◆ The problem ◆
Give only the number of lines in the records below that contain the string "woman". Case matters.

- - - - - - -

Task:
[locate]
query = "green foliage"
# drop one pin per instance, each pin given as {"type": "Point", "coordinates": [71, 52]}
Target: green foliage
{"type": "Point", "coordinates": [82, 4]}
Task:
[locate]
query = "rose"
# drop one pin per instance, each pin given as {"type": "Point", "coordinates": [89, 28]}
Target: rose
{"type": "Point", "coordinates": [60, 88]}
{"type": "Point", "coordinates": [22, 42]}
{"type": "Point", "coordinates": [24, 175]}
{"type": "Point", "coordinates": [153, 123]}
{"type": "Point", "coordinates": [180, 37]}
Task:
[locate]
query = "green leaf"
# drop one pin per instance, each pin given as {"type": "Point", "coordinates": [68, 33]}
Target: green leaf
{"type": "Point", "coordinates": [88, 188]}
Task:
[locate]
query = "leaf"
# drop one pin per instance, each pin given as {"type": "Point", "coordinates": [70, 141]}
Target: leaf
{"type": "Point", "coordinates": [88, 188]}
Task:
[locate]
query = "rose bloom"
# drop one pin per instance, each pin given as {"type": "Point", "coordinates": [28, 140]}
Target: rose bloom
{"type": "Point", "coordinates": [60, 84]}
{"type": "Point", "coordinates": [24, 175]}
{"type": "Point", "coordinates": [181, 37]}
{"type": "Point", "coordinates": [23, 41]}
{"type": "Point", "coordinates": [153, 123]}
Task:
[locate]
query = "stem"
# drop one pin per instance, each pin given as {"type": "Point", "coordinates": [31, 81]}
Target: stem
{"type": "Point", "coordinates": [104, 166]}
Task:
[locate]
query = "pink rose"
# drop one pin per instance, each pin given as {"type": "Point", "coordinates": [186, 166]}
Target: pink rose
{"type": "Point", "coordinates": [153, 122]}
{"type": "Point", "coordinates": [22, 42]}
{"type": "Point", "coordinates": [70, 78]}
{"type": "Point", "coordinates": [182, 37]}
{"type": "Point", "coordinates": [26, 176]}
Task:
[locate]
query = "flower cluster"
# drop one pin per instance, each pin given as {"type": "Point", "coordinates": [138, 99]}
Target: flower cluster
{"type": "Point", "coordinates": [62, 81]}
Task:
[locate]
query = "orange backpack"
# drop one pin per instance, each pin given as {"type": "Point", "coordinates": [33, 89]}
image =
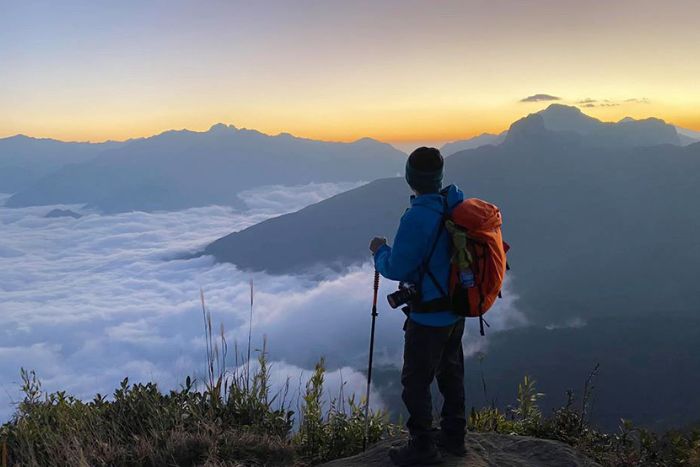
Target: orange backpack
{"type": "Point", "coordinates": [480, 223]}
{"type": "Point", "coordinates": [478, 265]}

- - - - - - -

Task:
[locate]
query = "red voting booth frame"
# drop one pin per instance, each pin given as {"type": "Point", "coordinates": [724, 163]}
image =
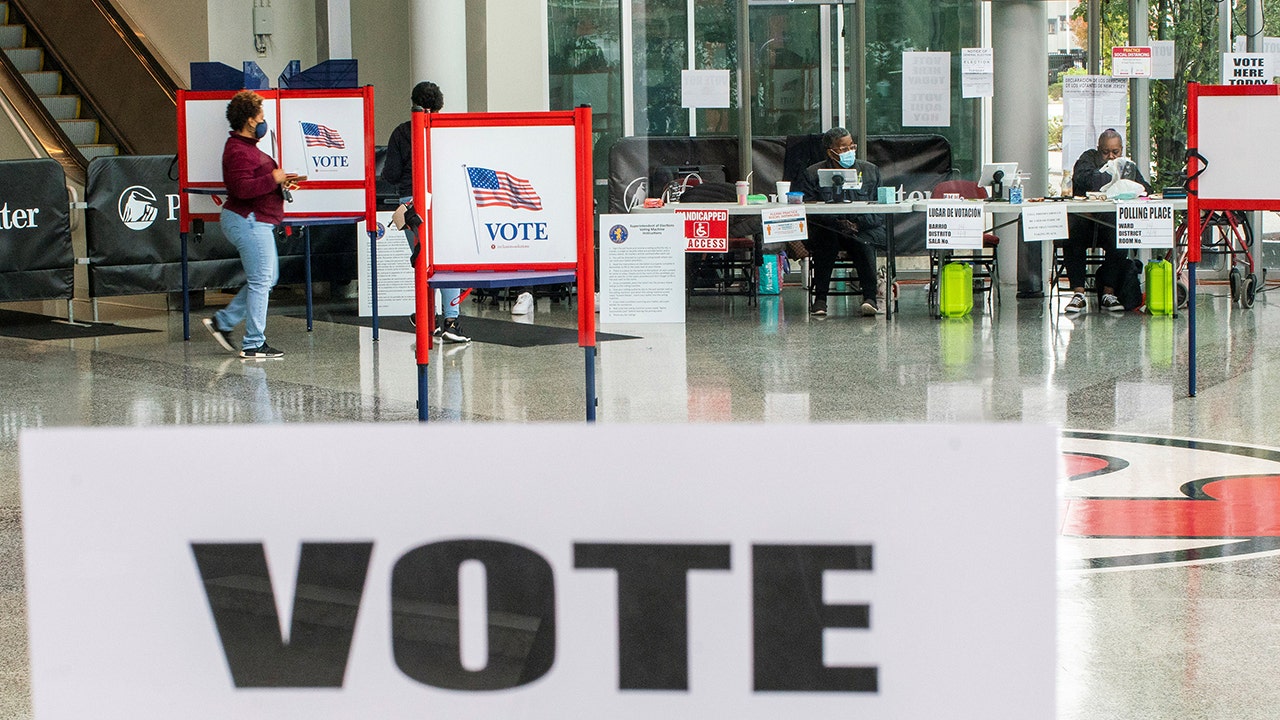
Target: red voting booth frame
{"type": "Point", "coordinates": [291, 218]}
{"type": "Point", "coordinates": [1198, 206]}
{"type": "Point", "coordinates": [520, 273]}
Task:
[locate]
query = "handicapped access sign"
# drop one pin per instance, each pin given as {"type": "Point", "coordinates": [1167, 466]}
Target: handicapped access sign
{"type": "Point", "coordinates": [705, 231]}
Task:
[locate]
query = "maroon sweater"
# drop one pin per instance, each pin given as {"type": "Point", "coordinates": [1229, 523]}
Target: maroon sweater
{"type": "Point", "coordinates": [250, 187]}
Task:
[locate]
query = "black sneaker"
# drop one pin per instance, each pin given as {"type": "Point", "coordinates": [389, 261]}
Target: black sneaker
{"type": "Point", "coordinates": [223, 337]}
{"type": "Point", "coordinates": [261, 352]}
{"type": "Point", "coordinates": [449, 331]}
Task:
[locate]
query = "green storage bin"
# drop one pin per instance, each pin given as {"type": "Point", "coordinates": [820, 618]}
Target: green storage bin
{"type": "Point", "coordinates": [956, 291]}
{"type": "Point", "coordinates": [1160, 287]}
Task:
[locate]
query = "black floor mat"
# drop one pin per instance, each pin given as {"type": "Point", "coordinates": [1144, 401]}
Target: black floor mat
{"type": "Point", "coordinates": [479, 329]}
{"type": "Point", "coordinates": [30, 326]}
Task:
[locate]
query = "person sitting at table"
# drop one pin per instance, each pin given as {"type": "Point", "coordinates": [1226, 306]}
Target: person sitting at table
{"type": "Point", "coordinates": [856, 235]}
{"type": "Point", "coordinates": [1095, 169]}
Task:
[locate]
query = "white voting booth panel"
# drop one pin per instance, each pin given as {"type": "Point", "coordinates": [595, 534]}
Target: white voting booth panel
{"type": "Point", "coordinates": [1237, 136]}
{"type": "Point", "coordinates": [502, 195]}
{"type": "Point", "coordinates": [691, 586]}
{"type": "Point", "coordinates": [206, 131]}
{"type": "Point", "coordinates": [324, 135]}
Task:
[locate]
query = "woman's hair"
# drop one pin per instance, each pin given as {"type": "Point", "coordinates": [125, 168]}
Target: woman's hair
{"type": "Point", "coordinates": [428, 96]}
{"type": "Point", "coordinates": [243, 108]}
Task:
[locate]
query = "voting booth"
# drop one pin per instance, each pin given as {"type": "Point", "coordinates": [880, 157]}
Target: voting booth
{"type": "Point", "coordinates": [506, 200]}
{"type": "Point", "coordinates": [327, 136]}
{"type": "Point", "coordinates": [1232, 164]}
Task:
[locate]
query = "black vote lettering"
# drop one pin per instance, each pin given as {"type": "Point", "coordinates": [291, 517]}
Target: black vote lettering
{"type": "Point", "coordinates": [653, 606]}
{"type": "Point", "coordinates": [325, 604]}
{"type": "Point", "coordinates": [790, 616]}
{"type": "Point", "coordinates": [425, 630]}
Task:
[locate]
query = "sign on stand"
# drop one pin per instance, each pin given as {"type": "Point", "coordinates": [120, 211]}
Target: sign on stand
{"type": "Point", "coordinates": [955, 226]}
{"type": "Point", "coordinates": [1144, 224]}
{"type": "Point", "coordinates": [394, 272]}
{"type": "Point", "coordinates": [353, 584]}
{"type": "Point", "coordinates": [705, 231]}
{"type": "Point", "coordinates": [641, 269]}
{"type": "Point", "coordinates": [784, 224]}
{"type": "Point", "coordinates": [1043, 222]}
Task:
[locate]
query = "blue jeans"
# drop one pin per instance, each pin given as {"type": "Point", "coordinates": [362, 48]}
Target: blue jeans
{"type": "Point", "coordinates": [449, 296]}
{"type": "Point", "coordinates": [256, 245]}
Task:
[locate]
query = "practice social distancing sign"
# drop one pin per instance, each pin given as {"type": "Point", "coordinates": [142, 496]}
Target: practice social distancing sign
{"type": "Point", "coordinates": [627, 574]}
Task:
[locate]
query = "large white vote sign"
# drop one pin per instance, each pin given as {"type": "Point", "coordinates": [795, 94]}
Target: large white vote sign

- - - - - - -

◆ Task result ◆
2